_Records provided_
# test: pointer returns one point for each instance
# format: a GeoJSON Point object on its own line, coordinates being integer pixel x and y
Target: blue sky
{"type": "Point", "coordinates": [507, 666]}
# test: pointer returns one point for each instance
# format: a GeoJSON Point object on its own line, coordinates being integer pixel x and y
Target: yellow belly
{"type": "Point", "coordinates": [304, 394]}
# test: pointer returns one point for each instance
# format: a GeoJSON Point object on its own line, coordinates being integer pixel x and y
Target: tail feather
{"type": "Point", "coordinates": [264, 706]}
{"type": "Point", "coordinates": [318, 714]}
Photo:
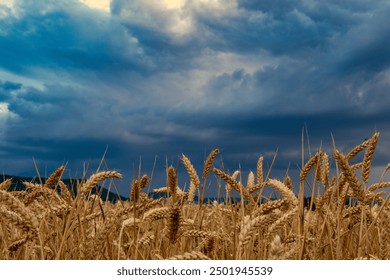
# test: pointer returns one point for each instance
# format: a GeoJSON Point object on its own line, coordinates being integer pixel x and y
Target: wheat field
{"type": "Point", "coordinates": [346, 218]}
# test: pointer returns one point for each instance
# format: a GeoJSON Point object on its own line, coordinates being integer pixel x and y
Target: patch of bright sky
{"type": "Point", "coordinates": [8, 76]}
{"type": "Point", "coordinates": [98, 4]}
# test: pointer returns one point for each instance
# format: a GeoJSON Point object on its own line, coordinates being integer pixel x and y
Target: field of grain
{"type": "Point", "coordinates": [347, 218]}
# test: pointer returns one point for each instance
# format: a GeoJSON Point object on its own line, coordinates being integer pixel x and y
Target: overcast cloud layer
{"type": "Point", "coordinates": [150, 81]}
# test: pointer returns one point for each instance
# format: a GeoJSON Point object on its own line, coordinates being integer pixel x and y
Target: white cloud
{"type": "Point", "coordinates": [103, 5]}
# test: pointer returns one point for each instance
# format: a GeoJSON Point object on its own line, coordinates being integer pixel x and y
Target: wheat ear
{"type": "Point", "coordinates": [368, 157]}
{"type": "Point", "coordinates": [209, 162]}
{"type": "Point", "coordinates": [350, 176]}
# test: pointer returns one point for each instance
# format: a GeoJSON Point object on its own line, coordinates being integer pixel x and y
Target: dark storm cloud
{"type": "Point", "coordinates": [243, 76]}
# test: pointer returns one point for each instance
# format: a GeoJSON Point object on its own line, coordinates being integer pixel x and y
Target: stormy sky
{"type": "Point", "coordinates": [149, 80]}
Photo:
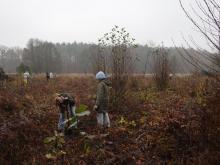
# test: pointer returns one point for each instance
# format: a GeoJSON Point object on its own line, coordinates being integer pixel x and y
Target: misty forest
{"type": "Point", "coordinates": [114, 100]}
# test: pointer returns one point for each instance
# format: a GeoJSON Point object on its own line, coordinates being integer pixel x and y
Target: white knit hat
{"type": "Point", "coordinates": [100, 75]}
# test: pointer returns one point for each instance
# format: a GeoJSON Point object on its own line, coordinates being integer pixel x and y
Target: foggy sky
{"type": "Point", "coordinates": [87, 20]}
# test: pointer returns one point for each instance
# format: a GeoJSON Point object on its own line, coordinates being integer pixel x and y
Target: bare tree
{"type": "Point", "coordinates": [205, 16]}
{"type": "Point", "coordinates": [121, 58]}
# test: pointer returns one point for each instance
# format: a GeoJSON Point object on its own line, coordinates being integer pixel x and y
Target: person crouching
{"type": "Point", "coordinates": [102, 99]}
{"type": "Point", "coordinates": [66, 104]}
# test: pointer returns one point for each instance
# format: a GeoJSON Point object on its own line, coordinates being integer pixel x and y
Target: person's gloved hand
{"type": "Point", "coordinates": [95, 108]}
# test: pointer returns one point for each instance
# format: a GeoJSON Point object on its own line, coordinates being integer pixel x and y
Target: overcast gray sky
{"type": "Point", "coordinates": [87, 20]}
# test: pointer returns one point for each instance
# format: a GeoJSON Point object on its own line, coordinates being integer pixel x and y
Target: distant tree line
{"type": "Point", "coordinates": [43, 56]}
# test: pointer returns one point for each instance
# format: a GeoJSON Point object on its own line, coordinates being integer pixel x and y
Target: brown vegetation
{"type": "Point", "coordinates": [179, 125]}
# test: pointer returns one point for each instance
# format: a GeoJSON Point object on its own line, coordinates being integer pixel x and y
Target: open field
{"type": "Point", "coordinates": [177, 126]}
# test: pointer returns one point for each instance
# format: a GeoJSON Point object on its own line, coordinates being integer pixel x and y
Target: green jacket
{"type": "Point", "coordinates": [102, 96]}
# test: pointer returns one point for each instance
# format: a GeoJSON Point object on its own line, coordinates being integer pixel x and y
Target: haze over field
{"type": "Point", "coordinates": [86, 20]}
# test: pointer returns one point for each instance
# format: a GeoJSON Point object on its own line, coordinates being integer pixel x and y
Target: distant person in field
{"type": "Point", "coordinates": [3, 77]}
{"type": "Point", "coordinates": [102, 100]}
{"type": "Point", "coordinates": [51, 75]}
{"type": "Point", "coordinates": [26, 77]}
{"type": "Point", "coordinates": [47, 76]}
{"type": "Point", "coordinates": [67, 106]}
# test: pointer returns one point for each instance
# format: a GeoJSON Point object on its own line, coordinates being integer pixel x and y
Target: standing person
{"type": "Point", "coordinates": [26, 77]}
{"type": "Point", "coordinates": [51, 75]}
{"type": "Point", "coordinates": [102, 99]}
{"type": "Point", "coordinates": [47, 76]}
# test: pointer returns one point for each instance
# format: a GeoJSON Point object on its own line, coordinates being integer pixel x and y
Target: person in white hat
{"type": "Point", "coordinates": [102, 99]}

_Exercise_
How many lines in the records contain the word "field"? Reply with the number only.

_Exercise solution_
5